>> begin Records for processing
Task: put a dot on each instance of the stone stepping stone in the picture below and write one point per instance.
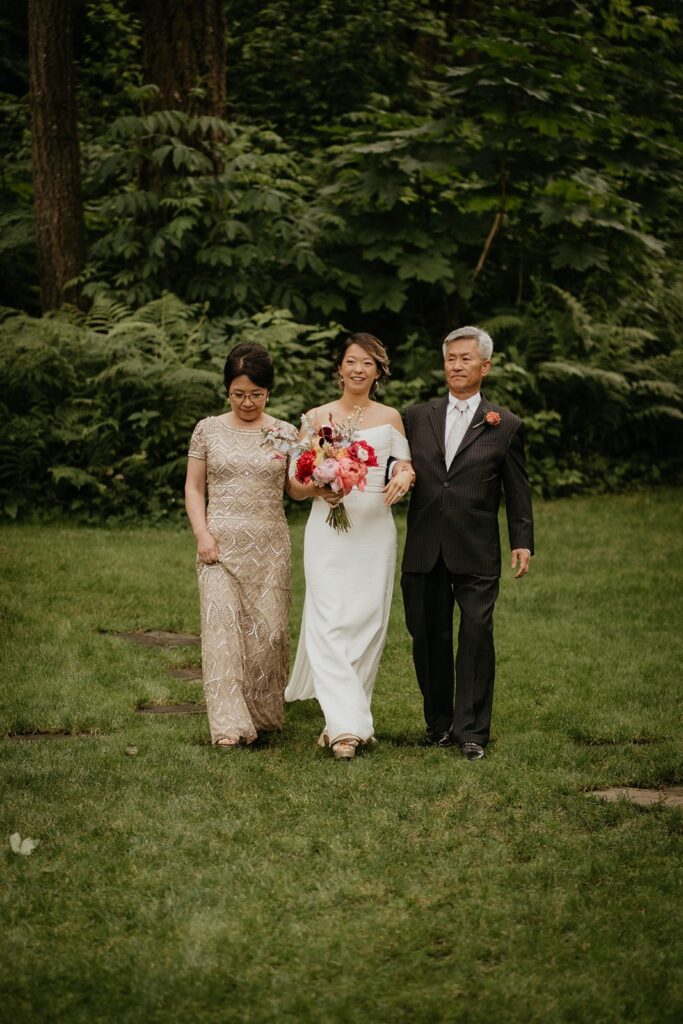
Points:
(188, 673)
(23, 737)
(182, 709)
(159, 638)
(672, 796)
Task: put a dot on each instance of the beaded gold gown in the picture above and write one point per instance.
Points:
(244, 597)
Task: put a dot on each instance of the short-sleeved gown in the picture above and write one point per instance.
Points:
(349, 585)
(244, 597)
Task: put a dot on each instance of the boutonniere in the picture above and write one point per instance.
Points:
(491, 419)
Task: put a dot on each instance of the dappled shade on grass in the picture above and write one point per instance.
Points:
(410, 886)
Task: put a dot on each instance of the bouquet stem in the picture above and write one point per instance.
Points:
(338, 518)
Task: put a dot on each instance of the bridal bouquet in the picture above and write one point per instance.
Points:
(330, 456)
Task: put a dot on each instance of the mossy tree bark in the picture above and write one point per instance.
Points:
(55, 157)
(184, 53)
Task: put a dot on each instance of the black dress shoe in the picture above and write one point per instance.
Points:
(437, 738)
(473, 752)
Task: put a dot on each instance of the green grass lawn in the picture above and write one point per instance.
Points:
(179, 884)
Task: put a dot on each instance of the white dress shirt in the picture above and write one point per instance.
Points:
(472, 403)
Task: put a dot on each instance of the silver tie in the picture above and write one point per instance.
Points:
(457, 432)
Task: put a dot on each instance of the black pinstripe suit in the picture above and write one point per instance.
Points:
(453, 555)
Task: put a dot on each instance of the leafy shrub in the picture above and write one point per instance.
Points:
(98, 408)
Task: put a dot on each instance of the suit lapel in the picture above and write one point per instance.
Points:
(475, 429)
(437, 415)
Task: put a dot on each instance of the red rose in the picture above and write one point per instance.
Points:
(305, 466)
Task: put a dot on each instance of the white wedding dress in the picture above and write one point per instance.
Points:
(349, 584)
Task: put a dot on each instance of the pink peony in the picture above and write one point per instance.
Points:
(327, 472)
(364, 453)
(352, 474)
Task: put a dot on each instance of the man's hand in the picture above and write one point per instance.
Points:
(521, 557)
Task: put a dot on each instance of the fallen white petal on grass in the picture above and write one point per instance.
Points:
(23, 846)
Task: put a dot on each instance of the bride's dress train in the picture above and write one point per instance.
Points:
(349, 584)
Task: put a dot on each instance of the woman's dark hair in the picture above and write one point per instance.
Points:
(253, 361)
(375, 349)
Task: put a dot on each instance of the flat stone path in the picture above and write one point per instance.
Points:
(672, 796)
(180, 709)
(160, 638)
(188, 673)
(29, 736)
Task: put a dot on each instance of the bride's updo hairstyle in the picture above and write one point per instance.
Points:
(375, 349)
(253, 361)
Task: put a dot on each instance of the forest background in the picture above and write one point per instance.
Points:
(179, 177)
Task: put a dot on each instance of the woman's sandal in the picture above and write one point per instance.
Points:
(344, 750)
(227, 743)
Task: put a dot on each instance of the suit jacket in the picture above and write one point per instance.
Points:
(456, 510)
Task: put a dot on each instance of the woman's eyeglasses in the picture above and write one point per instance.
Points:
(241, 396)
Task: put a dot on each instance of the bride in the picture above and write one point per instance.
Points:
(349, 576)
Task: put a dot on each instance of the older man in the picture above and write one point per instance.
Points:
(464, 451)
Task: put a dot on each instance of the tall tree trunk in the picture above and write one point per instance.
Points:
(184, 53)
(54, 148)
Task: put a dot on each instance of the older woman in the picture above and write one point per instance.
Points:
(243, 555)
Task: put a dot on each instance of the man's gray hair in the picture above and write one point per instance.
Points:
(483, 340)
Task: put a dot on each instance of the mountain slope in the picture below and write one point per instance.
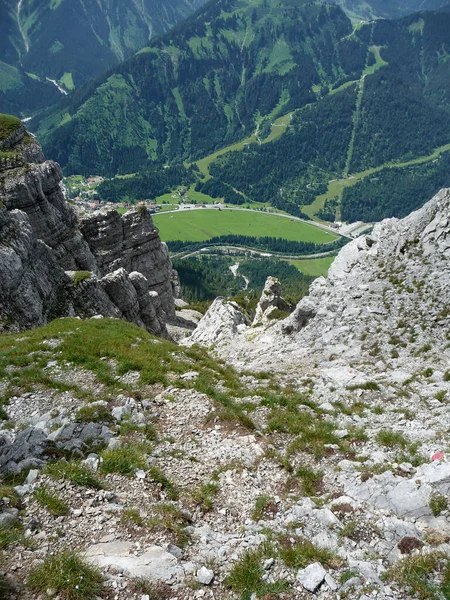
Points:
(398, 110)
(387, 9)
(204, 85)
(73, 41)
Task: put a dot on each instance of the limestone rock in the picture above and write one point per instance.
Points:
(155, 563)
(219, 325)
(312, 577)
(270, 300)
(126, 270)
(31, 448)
>> end Records for processing
What you are asked to do: From the line containing "Task: put a dot on each instance of the bride's updo" to the end of the data above, give those lines again verbatim, with both endpoints included and no images.

Finished exercise:
Task: put a dot on each instance of the bride's updo hairstyle in the picture above and write one point per instance.
Points:
(375, 349)
(253, 361)
Task: put a dot on each instance of the forest background in the picture above and write one point per instance.
Points:
(179, 177)
Task: put a dot on each instance of the woman's sandal in the picture above and write one point per instance.
Points:
(344, 750)
(227, 743)
Task: put a dot on each instance of the suit jacket in the picture above and write one point per instance.
Points:
(456, 510)
Task: put a dot on each instance of the woman's eyeglasses in the picture above and write one point per instance.
Points:
(241, 396)
Task: put a dot on each instance of the bride in the picture above and write one point per instance.
Points:
(349, 576)
Task: put a dot on each instance of the older man in the picture above and write one point per instance.
Points:
(464, 451)
Task: put a dot on each instance of the tall tree trunk in the picture above and write one point per instance.
Points:
(184, 53)
(54, 148)
Task: put a dot on each instance of the older woman in the picture above and write one point per instance.
Points:
(243, 555)
Task: put a dot on each instance of the man's gray hair in the picture above and write one point per instance.
Points:
(483, 340)
Task: put a dot on each instance of the mountain slope in the picture below and write one point per instance.
Points:
(398, 110)
(387, 9)
(204, 85)
(73, 41)
Task: put a dot on each instance of the limestone rock in the picture above and write one point per instance.
Points:
(155, 563)
(219, 325)
(312, 577)
(270, 300)
(126, 270)
(31, 448)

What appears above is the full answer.